Lars Lindstrom (Ryan Gosling) is a quiet and super introverted single man with a dull office job in a small Midwestern town. He refuses to engage in good natured social jousting with his co-workers and shrinks from the flirtatious attention of a co-office worker, Margo (Kelli Garner). Margo shines as a caring, thoughtful but a bit ditzy, sweetheart. Lars attends the local Lutheran Church regularly and lives in the garage apartment behind the childhood home occupied by his brother, Gus (Paul Schneider), and pregnant wife, Karin (Emily Mortimer). Karin is continually worried that Lars is friendless and needs companionship and human interaction, which is clearly the case.

Six weeks into the story Lars makes an announcement that he has been joined by a companion, the lovely Bianca, a half-Brazilian, half-Danish missionary, wheelchair bound, young woman raised by nuns, whom he met on the Web. Gus and Karin are thrilled Lars had found companionship until they find out that Bianca is a custom-ordered, anatomically correct, silicone doll. Gus does some online research and then becomes totally appalled at his younger brother’s delusional behavior.

This is the unlikely premise of Lars and the Real Girl, a movie that works a little magic in the telling of a genuinely moving story. Director Craig Gillespie and screenwriter Nancy Oliver have given us a film that could touch you at many levels if you are open to see and hear its message. Though the movie is about really about loneliness, and the ways in which it is mitigated by human kindness, it is also a crash course on delusional behavior and treating it as a real mental illness.

The movie critic of The Christian Science Monitor says: “If Frank Capra were starting out today, he might have made a film like this one.” I agree completely.

Though Lars is clearly delusional, to the point of living in two worlds at the same time, this small town community cares for him as a hurting person. (Lars is fully functional in every other way, posing no threat to anyone and working a daily job with no seeming problems.) Mrs. Gruner (Nancy Beatty), notes quite correctly that Lars is “a good boy.” Soon the villagers agree with her and embrace the community-wide effort to make Lars (and his doll Bianca) feel accepted. In Lars’s presence the people all pretend that Bianca is a real woman and the local psychiatrist (Patricia Clarkson) begins to help Lars unpack his life’s story bit by bit as she treats Bianca as her real patient, all the time seeking to reach Lars. Only Gus, his older brother, is humiliated by it all and is greatly disturbed by this turn in his brother’s sanity. But Karin’s forbearance helps Gus to eventually accept his brother and the conversations they have eventually become a profound part of Lars’s healing.

The same Christian Science Monitor reviewer I quoted above concludes his very good review by adding:

When I mentioned Capra earlier, the compliment was double-edged. In attempting uplift, Capra often front-loaded his morality plays with a heavy dose of whimsy. Gillespie and Oliver do a similar thing here. It’s not just that they nix any sexual involvement between Bianca and her beloved. They also present a community in which not even one person attempts to make a public spectacle of Lars. The movie is an idyllic view of life as it ought to be, rather than the way it is.

◇ ◇ ◇

▸ WHAT YOU NEED TO DO:
1. Answer from the review of Lars and the Real Girl:
(a) Who directed the film?
(b) What does Mrs. Gruner say Lars is?
(c) Where does Lars live?
2. Write out the stretch of the review of Lars and the Real Girl from "Lars Lindstrom (Ryan" through "clearly the case.".

◇ ◇ ◇

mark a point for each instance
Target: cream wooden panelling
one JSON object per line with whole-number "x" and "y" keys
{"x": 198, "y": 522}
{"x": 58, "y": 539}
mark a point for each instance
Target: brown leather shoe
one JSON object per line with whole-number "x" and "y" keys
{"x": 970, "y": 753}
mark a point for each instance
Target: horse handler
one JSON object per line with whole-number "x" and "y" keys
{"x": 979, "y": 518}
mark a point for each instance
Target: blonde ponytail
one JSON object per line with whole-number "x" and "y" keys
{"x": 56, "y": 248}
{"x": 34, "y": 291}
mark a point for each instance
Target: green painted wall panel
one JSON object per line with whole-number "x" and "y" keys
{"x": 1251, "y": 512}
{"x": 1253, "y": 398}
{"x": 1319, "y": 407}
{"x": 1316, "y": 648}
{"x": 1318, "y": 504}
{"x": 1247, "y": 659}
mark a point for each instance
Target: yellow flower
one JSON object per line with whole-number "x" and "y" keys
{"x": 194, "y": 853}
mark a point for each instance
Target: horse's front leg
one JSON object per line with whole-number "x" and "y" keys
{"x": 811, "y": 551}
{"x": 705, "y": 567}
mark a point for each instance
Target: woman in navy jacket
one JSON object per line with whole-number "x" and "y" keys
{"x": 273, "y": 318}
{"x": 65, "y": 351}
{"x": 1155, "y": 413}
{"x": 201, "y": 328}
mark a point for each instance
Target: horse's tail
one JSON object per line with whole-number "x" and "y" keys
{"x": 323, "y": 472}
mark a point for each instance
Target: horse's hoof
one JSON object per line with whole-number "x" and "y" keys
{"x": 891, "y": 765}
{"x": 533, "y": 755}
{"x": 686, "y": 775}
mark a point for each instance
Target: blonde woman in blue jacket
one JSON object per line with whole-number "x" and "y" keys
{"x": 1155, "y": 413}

◇ ◇ ◇

▸ RESULTS FOR THE EXERCISE:
1.
(a) Craig Gillespie
(b) "a good boy"
(c) In the garage apartment behind the childhood home occupied by his brother, Gus, and Gus's pregnant wife, Karin

2.
Lars Lindstrom (Ryan Gosling) is a quiet and super introverted single man with a dull office job in a small Midwestern town. He refuses to engage in good natured social jousting with his co-workers and shrinks from the flirtatious attention of a co-office worker, Margo (Kelli Garner). Margo shines as a caring, thoughtful but a bit ditzy, sweetheart. Lars attends the local Lutheran Church regularly and lives in the garage apartment behind the childhood home occupied by his brother, Gus (Paul Schneider), and pregnant wife, Karin (Emily Mortimer). Karin is continually worried that Lars is friendless and needs companionship and human interaction, which is clearly the case.